● What is needed
Write out every line of the listing below as a JSON list of strings, one string per line, and leave out any blank lines.

-*-*-

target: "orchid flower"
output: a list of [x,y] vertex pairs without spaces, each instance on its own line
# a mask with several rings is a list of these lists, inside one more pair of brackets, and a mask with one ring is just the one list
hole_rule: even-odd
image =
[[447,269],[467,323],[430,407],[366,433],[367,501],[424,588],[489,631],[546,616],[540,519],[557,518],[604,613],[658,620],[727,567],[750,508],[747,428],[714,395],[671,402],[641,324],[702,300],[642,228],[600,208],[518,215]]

-*-*-

● Full output
[
  "target: \"orchid flower\"",
  "output: a list of [x,y] vertex pairs without spaces, each instance on its own line",
  "# a mask with several rings is a list of these lists, inside one more pair of brackets, and a mask with one ring is just the one list",
  "hole_rule: even-odd",
  "image =",
  "[[447,269],[467,323],[430,407],[366,433],[367,501],[424,588],[489,631],[546,616],[540,519],[557,518],[604,613],[658,620],[727,567],[750,508],[747,428],[714,395],[671,402],[641,324],[702,300],[642,228],[600,208],[518,215]]"
]